Fredrik mencontohkan suatu kasus di Nusa Tenggara Timur (NTT) dimana terjadi pemerkosaan anak. Kasus itu terjadi bukan di Kupang, melainkan di daerah-daerah lainnya yang memiliki keterbatasan akses. Pada kondisi seperti itu tidak terdapat pengacara dan yang ada hanyalah paralegal.

“Kita ini kemudian bekerja sama, diminta mengedukasi paralegal yang ada di daerah-daerah itu tentang teknis pendampingan, advokasi, dan seterusnya. Karena hatinya melayani orang-orang yang di daerah. Kita PPHKI bekerja sama dengan lembaga-lembaga itu untuk mendidik mereka tentang kemahiran hukum,” terangnya.

Oleh karena itu, jalinan kerja sama dalam Memorandum of Understanding (MoU) ini penting. Terutama untuk memberikan pemahaman kepada paralegal yang bertugas di daerah-daerah terpencil ketika berhubungan dengan kasus hukum masyarakat setempat.

“Banyak juga pengacara yang bekerja sifatnya probono ya. Mereka merasa ini sesuatu yang baik, kita perlu bergabung di organisasi PPHKI supaya kita bisa berjuang melayani bersama-sama dalam sebuah forum daripada sendiri-sendiri. Satu hal kita tekankan, kebanyakan kita pengacara itu komersil. Tapi kita tekankan bahwa sebagai advokat punya kewajiban probono.”

Hal tersebut juga dapat dilakukan melalui wadah PPHKI. Fredrik mengaku bersyukur banyaknya orang yang merasa antusias dengan ide sharing yang diusung dalam pembahasan di konferensi. Bukan hanya berbagi mengenai kemahiran hukum, melainkan juga terkait hal-hal lainnya, seperti integritas profesi hukum dan melakukan kerja sama antar organisasi.

### KUMPULAN TUGAS
1. Tolong salin kata demi kata sebagian teks tentang PPHKI: mulailah dari kata-kata "Fredrik mencontohkan suatu", lalu berhentilah setelah kata-kata "hukum masyarakat setempat.".
2. Dalam teks tentang PPHKI, kasus apa di Nusa Tenggara Timur yang dicontohkan oleh Fredrik?

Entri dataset
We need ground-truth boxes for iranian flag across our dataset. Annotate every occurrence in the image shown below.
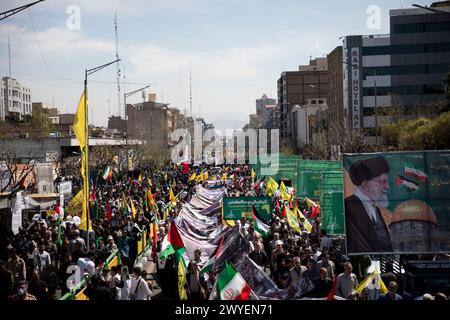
[252,205,270,237]
[200,236,225,275]
[217,263,252,300]
[405,162,428,181]
[160,222,184,260]
[395,176,419,191]
[102,165,111,181]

### JAWABAN TIAP TUGAS
1.
Fredrik mencontohkan suatu kasus di Nusa Tenggara Timur (NTT) dimana terjadi pemerkosaan anak. Kasus itu terjadi bukan di Kupang, melainkan di daerah-daerah lainnya yang memiliki keterbatasan akses. Pada kondisi seperti itu tidak terdapat pengacara dan yang ada hanyalah paralegal.

“Kita ini kemudian bekerja sama, diminta mengedukasi paralegal yang ada di daerah-daerah itu tentang teknis pendampingan, advokasi, dan seterusnya. Karena hatinya melayani orang-orang yang di daerah. Kita PPHKI bekerja sama dengan lembaga-lembaga itu untuk mendidik mereka tentang kemahiran hukum,” terangnya.

Oleh karena itu, jalinan kerja sama dalam Memorandum of Understanding (MoU) ini penting. Terutama untuk memberikan pemahaman kepada paralegal yang bertugas di daerah-daerah terpencil ketika berhubungan dengan kasus hukum masyarakat setempat.

2. Kasus pemerkosaan anak.